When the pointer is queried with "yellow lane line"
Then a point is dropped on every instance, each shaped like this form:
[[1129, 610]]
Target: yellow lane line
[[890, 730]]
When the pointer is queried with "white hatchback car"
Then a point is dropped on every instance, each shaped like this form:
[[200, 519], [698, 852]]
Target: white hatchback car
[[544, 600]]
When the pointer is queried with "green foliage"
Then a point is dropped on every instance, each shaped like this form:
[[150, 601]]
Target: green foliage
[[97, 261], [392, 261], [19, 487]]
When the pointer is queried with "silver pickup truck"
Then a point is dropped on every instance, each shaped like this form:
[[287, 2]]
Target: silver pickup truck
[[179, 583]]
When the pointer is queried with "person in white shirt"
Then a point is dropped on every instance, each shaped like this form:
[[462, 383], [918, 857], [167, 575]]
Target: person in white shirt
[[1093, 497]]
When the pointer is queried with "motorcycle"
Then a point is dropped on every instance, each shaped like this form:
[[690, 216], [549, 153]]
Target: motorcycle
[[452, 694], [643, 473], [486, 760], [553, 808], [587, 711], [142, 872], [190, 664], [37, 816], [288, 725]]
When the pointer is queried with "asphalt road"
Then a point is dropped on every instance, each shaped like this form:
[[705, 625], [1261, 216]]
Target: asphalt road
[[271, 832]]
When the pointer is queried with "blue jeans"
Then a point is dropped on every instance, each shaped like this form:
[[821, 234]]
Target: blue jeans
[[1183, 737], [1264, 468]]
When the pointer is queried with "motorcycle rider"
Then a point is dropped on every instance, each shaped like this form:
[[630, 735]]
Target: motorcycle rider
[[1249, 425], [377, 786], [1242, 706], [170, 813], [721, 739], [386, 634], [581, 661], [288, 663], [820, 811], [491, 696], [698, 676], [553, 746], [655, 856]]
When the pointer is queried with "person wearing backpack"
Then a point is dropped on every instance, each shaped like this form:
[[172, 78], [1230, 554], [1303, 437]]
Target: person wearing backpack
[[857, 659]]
---*---
▶ Exercise aim
Restating the data word for word is the whole task.

▶ Response below
When the pointer is queried with "yellow lane line"
Then a point is dropped on every instance, each shaped like this form:
[[1129, 610]]
Target: yellow lane line
[[890, 730]]
When the pointer is queried with "white hatchback car"
Then a point is dropped on every instance, each shaped like this form:
[[200, 519], [698, 852]]
Target: white hatchback car
[[544, 600]]
When the pointer is queried with "green foliage"
Then a point is dropped on every instance, each shaped like this form:
[[150, 601]]
Target: green foliage
[[97, 261], [392, 261], [19, 487]]
When the pointer is queried with "silver pickup truck"
Then a point is dropped on every instance, each shaped like this form:
[[287, 2]]
Target: silver pickup truck
[[179, 583]]
When the pointer is queried with "person in white shirt"
Then a point is dropped on every instance, each shaped like this form:
[[462, 383], [918, 857], [167, 575]]
Target: person in white shirt
[[1093, 497]]
When the pointer is queried with "motorcycle"
Then a point is dropped on every instance, each shaped like this form:
[[690, 216], [549, 153]]
Target: motorcycle
[[452, 694], [643, 473], [486, 760], [553, 808], [587, 711], [142, 872], [190, 664], [37, 816], [288, 725]]
When the pointer is queried with "asphalt road"
Then a point is dropped on every instance, each shaped like this form:
[[705, 625], [1261, 216]]
Target: asphalt road
[[271, 832]]
When the pointer is queried with "blue jeans"
Then a point is dropped on every instance, each shaped like this form:
[[821, 234]]
Target: blue jeans
[[1183, 737], [1264, 468]]
When the pointer is queried with "motorcycle rider"
Then a point is dropped on every instance, each shaped like this form:
[[630, 735]]
Target: motorcycle rider
[[1249, 425], [377, 786], [1242, 706], [170, 813], [721, 739], [386, 634], [581, 661], [288, 663], [820, 811], [491, 696], [698, 676], [553, 746], [655, 856]]
When the pointer is queried with "person wearing backpack"
Then a point is dropped on every instance, each shaped like this form:
[[172, 78], [1230, 554], [1303, 437]]
Target: person wearing backpack
[[857, 659]]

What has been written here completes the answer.